Reproduce every line of the items below verbatim, omitting the pictures.

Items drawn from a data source
▽
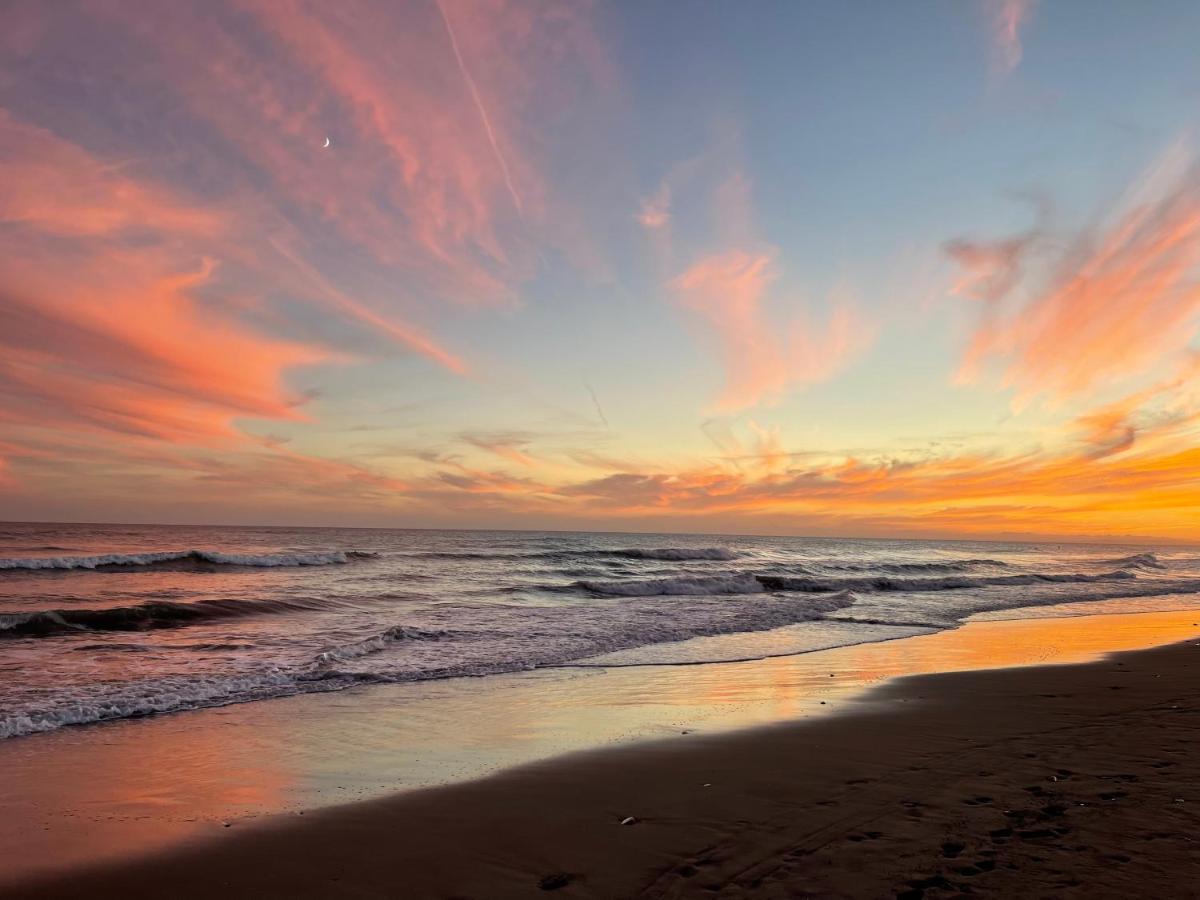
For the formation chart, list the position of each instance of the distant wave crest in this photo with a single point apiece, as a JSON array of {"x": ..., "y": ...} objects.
[
  {"x": 211, "y": 557},
  {"x": 1138, "y": 561},
  {"x": 751, "y": 583}
]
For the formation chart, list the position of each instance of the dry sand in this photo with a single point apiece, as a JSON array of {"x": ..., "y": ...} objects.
[{"x": 1049, "y": 781}]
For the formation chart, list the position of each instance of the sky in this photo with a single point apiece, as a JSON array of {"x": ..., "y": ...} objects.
[{"x": 922, "y": 269}]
△
TASK SOLUTION:
For the formation chart, list the position of each instance of the distant wave crest in this photo with a single point apiece, as a JSON array of {"x": ..., "y": ...} objects.
[
  {"x": 211, "y": 557},
  {"x": 1138, "y": 561},
  {"x": 751, "y": 583}
]
For the formation chart, list the position of each instance of the dry sand in this photo with a single point apiece, as a JSON array of {"x": ..., "y": ...} objects.
[{"x": 1049, "y": 781}]
For the formation chart, list the position of each instance of the sky in this photo with a single point apiece, as a JSON array of {"x": ..., "y": ...} objects.
[{"x": 922, "y": 269}]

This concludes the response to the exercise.